# kid friendly, multicultural



## MurrayTX (Nov 4, 2011)

My alley access yard haunt will still target an older crowd... but I now see that I should not alienate the young ones; the majority. So I will have to come up with a kid friendly theme on the cheap for my front yard. Maybe the traditional goofy headstones? For a local appeal, I want it with Spanish names or all in Spanish. Any suggestions? Mi espanol es no bueno.


----------



## RoxyBlue (Oct 6, 2008)

Scareme did a Day of the Dead theme for her yard haunt last year that was quite successful with her Hispanic visitors. It had the added appeal of being colorful, which usually resonates with young kids.


----------



## CoolDJTV (Jun 28, 2011)

RoxyBlue said:


> Scareme did a Day of the Dead theme for her yard haunt last year that was quite successful with her Hispanic visitors. It had the added appeal of being colorful, which usually resonates with young kids.


I agree, that theme can be used to create a creepy atmosphere or a friendly happy atmosphere... Good theme


----------



## Ryan Wern (Dec 3, 2009)

(Excerpts of labeled region data)
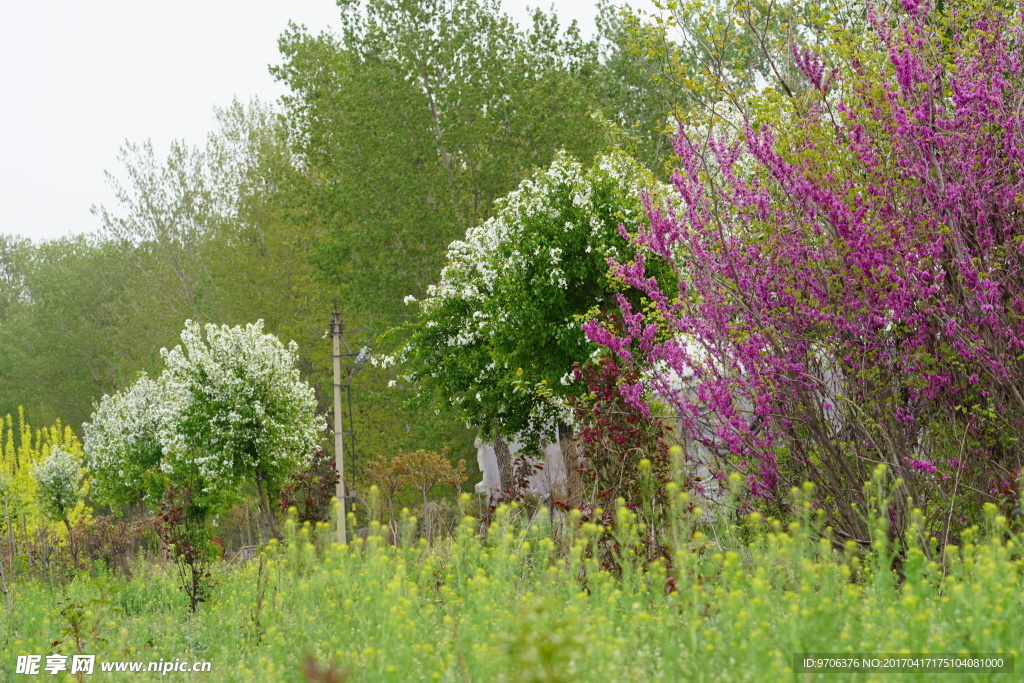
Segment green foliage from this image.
[0,492,1024,681]
[0,410,89,531]
[32,445,83,521]
[391,154,659,446]
[274,0,667,324]
[82,375,164,504]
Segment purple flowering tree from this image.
[585,0,1024,545]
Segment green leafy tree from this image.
[32,445,82,566]
[382,154,667,456]
[82,375,164,504]
[274,0,655,324]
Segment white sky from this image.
[0,0,614,245]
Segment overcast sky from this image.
[0,0,622,240]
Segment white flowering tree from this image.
[82,375,166,504]
[32,445,82,567]
[383,153,663,456]
[159,321,325,528]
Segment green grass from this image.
[0,483,1024,682]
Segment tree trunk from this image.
[63,516,78,571]
[558,425,584,508]
[495,436,514,493]
[256,473,279,543]
[423,492,430,543]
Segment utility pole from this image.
[330,299,348,545]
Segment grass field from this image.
[0,483,1024,682]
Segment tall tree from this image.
[274,0,663,324]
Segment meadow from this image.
[0,475,1024,681]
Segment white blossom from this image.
[160,321,325,489]
[32,445,82,520]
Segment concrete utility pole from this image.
[330,299,348,545]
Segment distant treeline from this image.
[0,0,684,475]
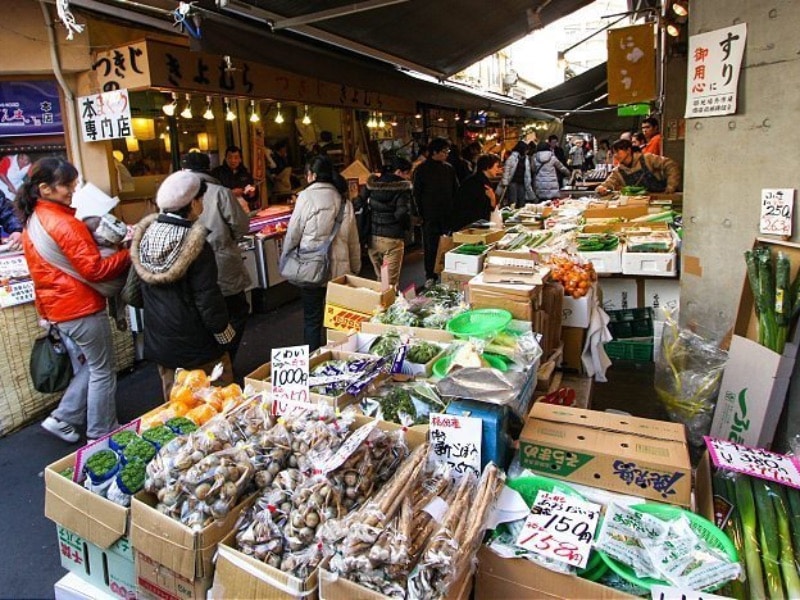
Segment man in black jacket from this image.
[354,157,412,287]
[414,138,458,286]
[131,171,235,401]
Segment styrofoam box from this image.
[578,245,622,274]
[444,246,486,275]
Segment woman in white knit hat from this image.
[131,171,235,400]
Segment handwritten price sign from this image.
[516,490,600,569]
[272,346,308,415]
[759,189,794,237]
[705,436,800,488]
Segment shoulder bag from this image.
[279,198,349,287]
[29,324,72,394]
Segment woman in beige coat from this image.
[283,155,361,352]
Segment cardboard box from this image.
[453,227,506,244]
[136,550,212,600]
[444,246,489,275]
[211,531,317,600]
[325,275,395,314]
[131,492,250,584]
[322,304,372,332]
[520,402,692,507]
[561,287,595,329]
[244,349,375,408]
[475,547,636,600]
[644,279,681,320]
[597,277,639,311]
[56,524,136,600]
[622,249,678,277]
[578,244,622,274]
[44,452,130,549]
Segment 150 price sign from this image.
[272,346,308,415]
[516,490,600,569]
[758,189,794,237]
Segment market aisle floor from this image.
[0,246,660,598]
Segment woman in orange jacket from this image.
[15,157,130,443]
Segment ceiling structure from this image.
[57,0,593,119]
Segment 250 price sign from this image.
[272,346,308,415]
[516,490,600,569]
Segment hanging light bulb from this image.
[225,98,236,121]
[203,96,214,121]
[181,94,192,119]
[161,92,178,117]
[250,100,261,123]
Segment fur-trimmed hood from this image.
[131,214,208,285]
[367,175,412,192]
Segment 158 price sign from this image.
[516,491,600,568]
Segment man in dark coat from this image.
[414,138,458,286]
[131,171,235,400]
[452,154,503,231]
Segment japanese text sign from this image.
[686,23,747,118]
[607,23,656,104]
[704,436,800,488]
[78,90,133,142]
[430,413,483,478]
[516,490,600,569]
[272,346,308,414]
[758,189,794,237]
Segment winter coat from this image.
[195,173,250,296]
[451,173,492,231]
[495,152,534,201]
[283,182,361,279]
[602,152,681,194]
[131,214,234,369]
[414,159,458,222]
[533,150,569,200]
[359,173,413,240]
[22,200,130,323]
[0,194,22,233]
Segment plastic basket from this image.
[605,337,653,362]
[608,307,653,340]
[447,308,512,338]
[597,504,739,592]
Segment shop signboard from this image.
[0,80,64,137]
[78,90,133,142]
[686,23,747,119]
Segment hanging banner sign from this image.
[607,23,656,104]
[686,23,747,119]
[78,90,133,142]
[0,80,64,137]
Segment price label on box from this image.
[430,413,483,479]
[704,436,800,488]
[272,346,309,415]
[759,189,794,237]
[516,490,600,569]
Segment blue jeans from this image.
[52,310,119,439]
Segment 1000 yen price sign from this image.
[517,491,600,568]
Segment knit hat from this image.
[181,152,211,172]
[156,171,202,212]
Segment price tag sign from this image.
[272,346,309,415]
[430,413,483,479]
[516,490,600,569]
[650,585,729,600]
[758,189,794,237]
[704,436,800,488]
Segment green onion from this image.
[733,476,767,600]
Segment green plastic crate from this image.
[608,307,653,340]
[605,337,653,362]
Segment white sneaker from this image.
[42,416,81,444]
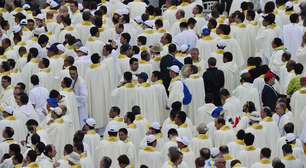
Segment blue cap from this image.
[202,28,210,36]
[47,98,58,107]
[211,107,223,118]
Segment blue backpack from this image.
[182,82,192,105]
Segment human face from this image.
[190,50,199,60]
[130,61,139,71]
[119,132,128,141]
[1,79,10,89]
[275,104,285,116]
[69,70,78,79]
[70,3,78,13]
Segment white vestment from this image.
[184,74,205,122]
[85,64,112,128]
[233,82,260,110]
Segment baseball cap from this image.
[169,65,180,73]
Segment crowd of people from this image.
[0,0,306,168]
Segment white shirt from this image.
[29,85,49,116]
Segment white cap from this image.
[144,20,155,28]
[50,0,59,8]
[217,40,226,48]
[4,106,14,115]
[85,118,96,127]
[179,44,189,52]
[150,122,160,130]
[107,124,119,132]
[285,1,293,9]
[249,111,260,121]
[115,8,129,15]
[210,148,220,157]
[78,46,88,54]
[145,135,157,143]
[19,19,28,25]
[35,13,45,20]
[50,107,63,115]
[176,137,190,146]
[286,133,296,142]
[13,26,21,33]
[22,4,31,10]
[67,152,81,164]
[169,65,180,73]
[56,44,66,52]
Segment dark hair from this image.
[27,150,37,162]
[117,155,130,165]
[41,58,50,67]
[3,127,14,138]
[121,33,131,43]
[31,75,39,86]
[90,53,101,64]
[260,148,271,158]
[236,129,245,140]
[90,27,99,36]
[284,122,294,134]
[118,128,128,135]
[244,133,255,146]
[176,111,187,123]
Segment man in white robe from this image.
[111,72,137,115]
[251,148,272,168]
[0,127,18,161]
[184,65,205,122]
[136,72,163,122]
[219,52,239,92]
[85,27,104,55]
[220,89,242,121]
[227,130,245,158]
[60,77,81,131]
[14,93,38,125]
[94,126,124,167]
[46,105,73,158]
[196,28,217,62]
[259,108,280,156]
[82,118,100,158]
[168,65,184,107]
[69,66,88,126]
[290,77,306,133]
[176,137,195,168]
[137,135,162,168]
[76,11,94,44]
[238,133,260,167]
[29,75,49,121]
[194,95,216,125]
[85,54,112,128]
[74,47,91,78]
[214,118,235,146]
[190,123,213,157]
[0,76,14,108]
[150,71,168,121]
[173,22,198,48]
[283,13,304,57]
[233,73,260,110]
[281,144,304,168]
[0,107,26,142]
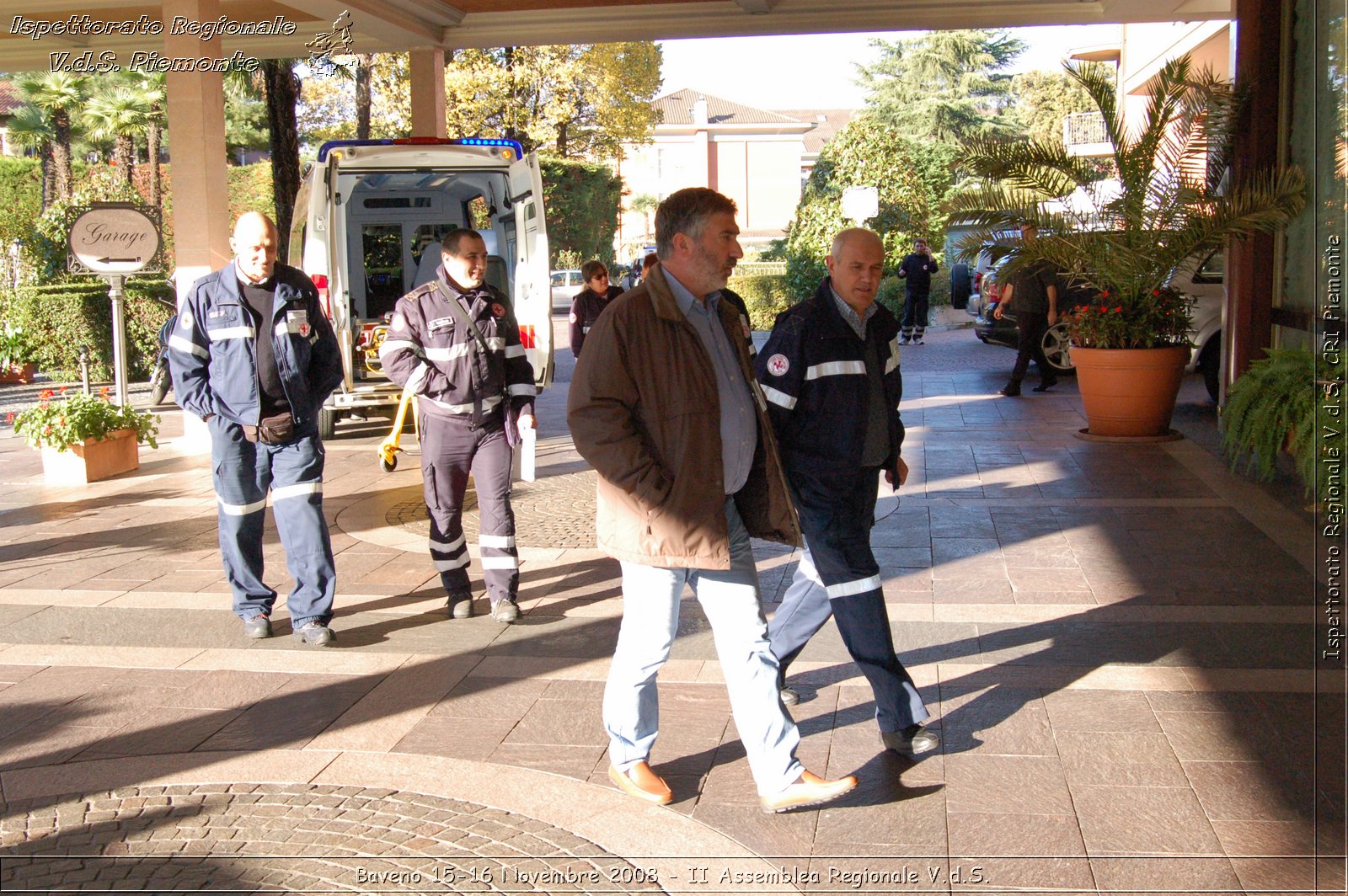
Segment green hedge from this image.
[0,278,174,380]
[730,274,798,330]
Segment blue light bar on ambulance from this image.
[318,137,524,162]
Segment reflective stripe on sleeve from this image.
[805,361,865,380]
[426,342,472,361]
[403,364,430,395]
[763,386,795,411]
[206,326,256,342]
[824,575,880,600]
[271,480,324,501]
[216,494,267,516]
[168,335,211,359]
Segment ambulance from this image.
[288,137,553,440]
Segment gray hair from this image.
[655,187,739,259]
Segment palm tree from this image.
[83,83,150,187]
[948,56,1305,348]
[9,104,56,211]
[19,72,89,202]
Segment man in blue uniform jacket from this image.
[755,227,941,756]
[168,211,342,647]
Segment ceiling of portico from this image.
[0,0,1232,72]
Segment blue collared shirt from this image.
[665,268,757,494]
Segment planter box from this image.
[0,364,38,382]
[42,429,140,485]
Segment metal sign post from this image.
[66,202,163,404]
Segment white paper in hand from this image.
[519,426,538,483]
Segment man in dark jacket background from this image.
[566,187,856,813]
[899,238,939,345]
[757,227,941,756]
[168,211,342,647]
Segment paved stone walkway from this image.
[0,324,1344,893]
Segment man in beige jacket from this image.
[568,187,856,813]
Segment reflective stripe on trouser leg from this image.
[420,413,479,595]
[206,416,276,618]
[767,541,833,685]
[473,427,519,604]
[258,435,337,627]
[793,467,928,732]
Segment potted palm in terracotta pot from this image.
[950,56,1303,438]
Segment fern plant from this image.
[1222,349,1348,501]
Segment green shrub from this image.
[730,274,804,330]
[0,278,174,380]
[1222,349,1348,503]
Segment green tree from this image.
[1011,72,1096,146]
[786,115,955,298]
[858,29,1026,146]
[541,157,623,264]
[445,42,661,159]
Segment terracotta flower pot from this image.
[1072,345,1189,438]
[42,429,140,485]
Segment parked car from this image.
[971,251,1227,400]
[553,271,585,312]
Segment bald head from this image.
[824,227,885,314]
[229,211,279,283]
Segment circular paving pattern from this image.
[384,470,596,547]
[0,784,665,893]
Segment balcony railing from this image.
[1062,112,1110,147]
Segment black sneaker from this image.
[880,725,941,756]
[292,620,337,647]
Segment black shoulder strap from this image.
[434,278,490,357]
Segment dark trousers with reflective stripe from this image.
[206,416,337,627]
[767,467,928,732]
[899,290,932,339]
[420,406,519,605]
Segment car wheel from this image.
[1198,339,1222,402]
[1040,323,1077,375]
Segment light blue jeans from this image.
[604,499,805,797]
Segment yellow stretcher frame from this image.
[379,380,420,473]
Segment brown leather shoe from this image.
[608,763,674,806]
[759,772,856,813]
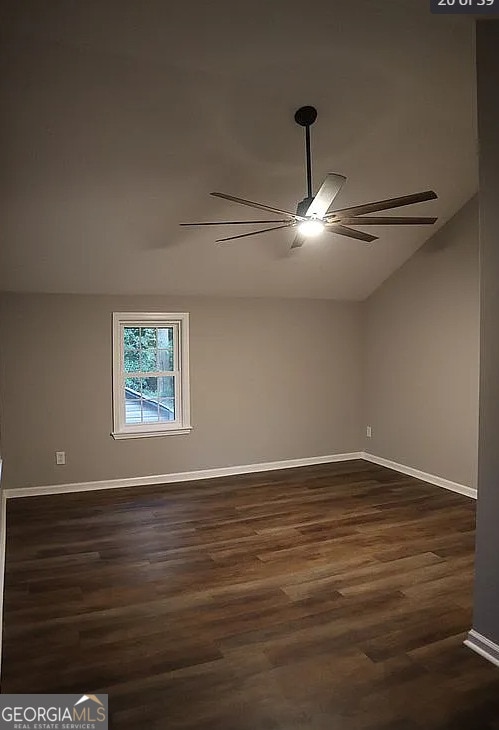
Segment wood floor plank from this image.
[2,460,499,730]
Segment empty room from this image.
[0,0,499,730]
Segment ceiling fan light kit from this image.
[180,106,437,249]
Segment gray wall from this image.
[364,199,480,486]
[0,294,362,488]
[473,20,499,644]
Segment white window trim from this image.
[111,312,192,439]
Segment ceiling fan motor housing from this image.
[296,196,314,215]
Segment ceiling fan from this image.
[180,106,437,248]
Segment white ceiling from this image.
[0,0,477,299]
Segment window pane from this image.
[158,375,175,421]
[158,375,175,398]
[123,327,140,350]
[125,378,142,424]
[140,327,158,349]
[124,347,140,373]
[142,398,159,423]
[125,378,142,398]
[140,378,158,399]
[159,398,175,421]
[158,327,173,350]
[158,349,173,370]
[140,349,158,373]
[125,378,162,424]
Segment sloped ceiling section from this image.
[0,0,477,300]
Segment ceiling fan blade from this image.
[291,233,305,248]
[210,193,303,220]
[216,223,295,243]
[329,216,438,226]
[179,218,289,226]
[326,190,438,218]
[326,223,378,243]
[306,172,346,218]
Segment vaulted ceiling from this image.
[0,0,477,299]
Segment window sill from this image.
[111,426,192,441]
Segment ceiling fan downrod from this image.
[295,106,317,201]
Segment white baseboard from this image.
[464,629,499,667]
[5,451,363,499]
[0,459,7,680]
[361,451,477,499]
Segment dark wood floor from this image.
[2,461,499,730]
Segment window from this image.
[112,312,191,439]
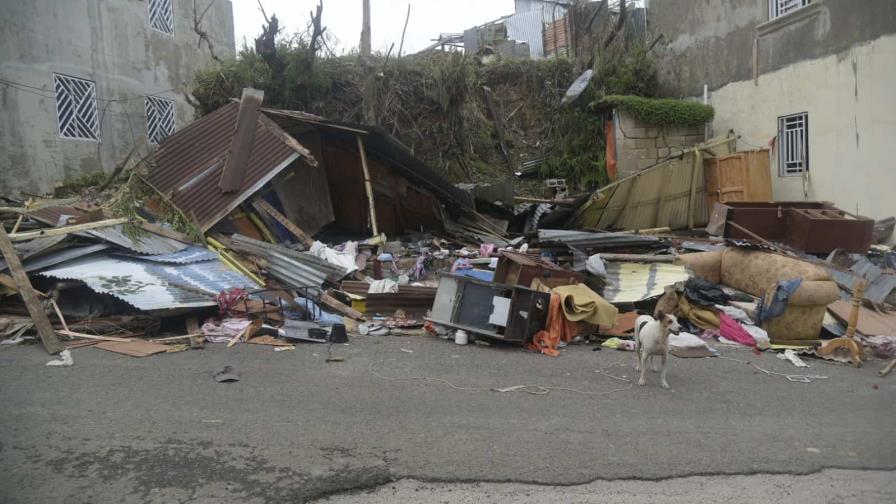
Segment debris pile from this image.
[0,90,896,381]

To do →
In the forum thread, what theme did Scareme use for her yard haunt last year?

Expected answer →
A Day of the Dead theme.